### Exercise requirements
Continue the personal reflection on access to health care in Canada and Malawi, picking up after its last sentence.

### Document extract
Tuesday, August 27, 2013

Reflections on Access to Health Care


Memory: November 2012

I wake up in the middle of the night with stomach cramps and nausea. I stand up and walk from my sister’s room to one of the bathrooms in my family’s home in Canada.

As I walk I feel faint and call for my Mother. I then loose all control of my body, collapsing onto the soft carpet floor.

I come to as my mother drags me to the bathroom and helps me sit upright. In minutes, two paramedics are hovering over me. They wait while my Mother cleans me (sorry about that Mom) and then I’m on a stretcher being hoisted into an ambulance. The ambulance ride is less than 5 minutes.

I’m wheeled through the emergency room and immediately get a bed in the emergency ward. I’m seen quickly by a doctor and hooked up to state of the art machinery. They take samples of everything you can imagine, conduct X-rays, give me an ultrasound and monitor me constantly.

Within hours, my father is on a plane home from Florida and my Mom takes the day off work to be with me. I was discharged late the next day.

As I lay on that hospital bed I felt angry for competing reasons. At first I was angry to be in the hospital, to be sick, to feel helpless and confused because I didn’t know what was happening. I wanted to go home.  

Then I thought about what would have happened if the same thing had occurred a month before when I as living in Malawi…

... and THEN I thought what would have happened if I was a ‘typical’ Malawian women.

In Malawi, the GDP per capita is $900 USD per year and 80% of the country lives in rural areas. Thus, the ‘average’ Malawian woman is living in poverty in a rural area. At the age of 27, I would most likely be married with a few children and have significant family responsibilities to attend to. I would likely have collapsed onto the mud or cement floor of a small makeshift brick or thatch house without electricity or running water in the home.

### Dataset excerpts
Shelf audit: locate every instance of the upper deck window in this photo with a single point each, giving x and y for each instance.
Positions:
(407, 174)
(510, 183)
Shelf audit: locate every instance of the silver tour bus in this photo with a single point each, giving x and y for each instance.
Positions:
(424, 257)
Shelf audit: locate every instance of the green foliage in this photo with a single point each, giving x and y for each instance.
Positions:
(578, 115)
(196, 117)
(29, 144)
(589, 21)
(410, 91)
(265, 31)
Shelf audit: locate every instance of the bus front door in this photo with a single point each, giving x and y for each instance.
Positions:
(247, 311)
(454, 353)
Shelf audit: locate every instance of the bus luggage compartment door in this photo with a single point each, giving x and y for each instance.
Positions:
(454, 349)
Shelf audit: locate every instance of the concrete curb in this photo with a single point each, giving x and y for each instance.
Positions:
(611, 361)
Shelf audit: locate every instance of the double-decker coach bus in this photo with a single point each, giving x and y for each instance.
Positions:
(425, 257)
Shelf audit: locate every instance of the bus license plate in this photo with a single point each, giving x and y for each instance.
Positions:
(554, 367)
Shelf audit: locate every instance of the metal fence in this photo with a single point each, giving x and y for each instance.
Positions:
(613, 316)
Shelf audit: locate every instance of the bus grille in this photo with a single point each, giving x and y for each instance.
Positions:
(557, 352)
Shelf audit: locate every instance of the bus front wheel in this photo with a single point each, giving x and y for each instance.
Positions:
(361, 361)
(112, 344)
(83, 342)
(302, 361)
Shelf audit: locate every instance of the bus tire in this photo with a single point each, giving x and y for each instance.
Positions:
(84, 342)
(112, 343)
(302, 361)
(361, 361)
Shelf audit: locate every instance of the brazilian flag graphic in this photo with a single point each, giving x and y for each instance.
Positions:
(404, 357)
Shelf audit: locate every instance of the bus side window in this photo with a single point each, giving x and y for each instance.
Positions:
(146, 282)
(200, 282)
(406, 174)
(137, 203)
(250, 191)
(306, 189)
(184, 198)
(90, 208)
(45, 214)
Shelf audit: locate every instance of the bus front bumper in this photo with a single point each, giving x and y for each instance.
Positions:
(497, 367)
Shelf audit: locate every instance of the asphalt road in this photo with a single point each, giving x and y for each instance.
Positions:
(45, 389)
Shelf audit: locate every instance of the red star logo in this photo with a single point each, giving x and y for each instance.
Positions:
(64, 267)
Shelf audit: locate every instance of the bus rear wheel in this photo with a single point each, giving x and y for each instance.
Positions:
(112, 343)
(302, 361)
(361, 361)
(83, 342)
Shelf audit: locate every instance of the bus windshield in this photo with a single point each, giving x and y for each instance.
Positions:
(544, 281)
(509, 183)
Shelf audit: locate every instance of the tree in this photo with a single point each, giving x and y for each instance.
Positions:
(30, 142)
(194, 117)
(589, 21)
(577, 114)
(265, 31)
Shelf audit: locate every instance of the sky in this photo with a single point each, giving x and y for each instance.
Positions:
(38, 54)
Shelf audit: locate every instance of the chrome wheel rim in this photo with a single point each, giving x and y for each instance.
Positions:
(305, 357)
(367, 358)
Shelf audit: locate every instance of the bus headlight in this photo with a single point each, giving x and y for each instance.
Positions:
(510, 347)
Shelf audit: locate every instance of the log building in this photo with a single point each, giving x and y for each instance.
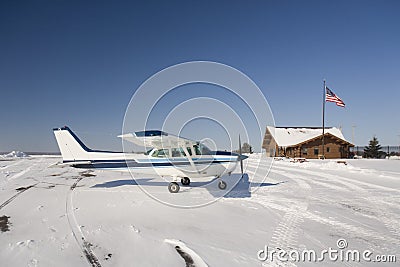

### Answer to this task
Just months previous, we had been delivering bicycle ambulances in a rural area. While thanking us, one of the carers who would be using the bike to transport sick people to the hospital told us that someone he knew had died the previous week because they couldn’t get him to the clinic.
Even if the person who passed away HAD been able to get to the clinic, they certainly wouldn’t have had anything close to the quality of treatment Oakville Trafalgar Hospital in Canada had.

Alinafe Hospital in Salima District
Reflecting one what would have happened to me if I had been born into a different body on a different piece of land, I felt simultaneously angry, lucky and sad.

In addition to being able to access a quality hospital, Mom had a good job that allowed her to take the day off work at no cost. Dad was able to buy an emergency plane ticket from another country to be with me.

The cost of my day in a state of the art hospital in a country where private care does not exist?

$0.

How did I get so lucky?

*** 

Memory: July 2013

My friend calls me one Saturday morning, telling me that she is sick with Malaria after a trip to Mozambique. She asks if I wouldn’t mind taking her to the clinic – she isn’t responding well to the medication she was prescribed. We go to one of Cape Town’s clinics where her international student medical insurance is accepted.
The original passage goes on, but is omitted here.